# Segmentation mask data:
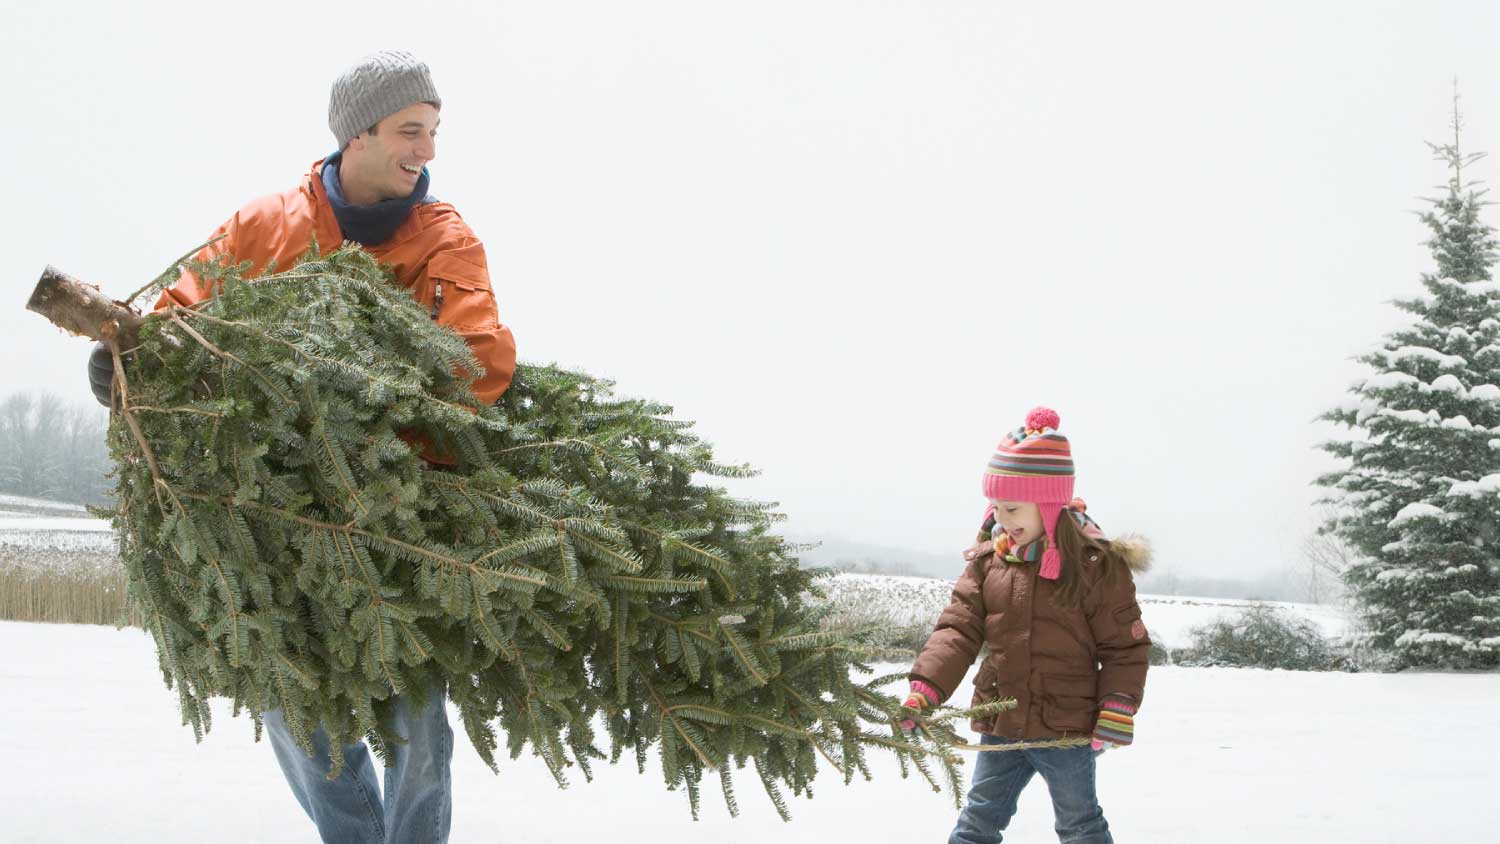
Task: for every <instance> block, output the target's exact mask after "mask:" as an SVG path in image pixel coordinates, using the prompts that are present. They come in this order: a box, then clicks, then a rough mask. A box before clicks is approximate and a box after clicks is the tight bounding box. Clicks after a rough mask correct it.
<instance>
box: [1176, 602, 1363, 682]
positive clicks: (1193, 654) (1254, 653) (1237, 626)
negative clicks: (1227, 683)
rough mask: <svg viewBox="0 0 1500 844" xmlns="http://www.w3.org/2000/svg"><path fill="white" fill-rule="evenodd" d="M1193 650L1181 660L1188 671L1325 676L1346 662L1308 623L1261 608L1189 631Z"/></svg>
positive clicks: (1314, 625)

# TRY IT:
Find all lines holding the word "instance" in the records above and copy them.

# SOLUTION TO THIS EXERCISE:
Task: for every <instance> block, output the target's exact mask after "mask:" as an SVG path in image pixel coordinates, using the prompts that are present. They come in this order: a box, then clicks, then a rough mask. A box before clicks is approximate and a box after clicks is the tight bounding box. Clicks after a rough mask correct it.
<instance>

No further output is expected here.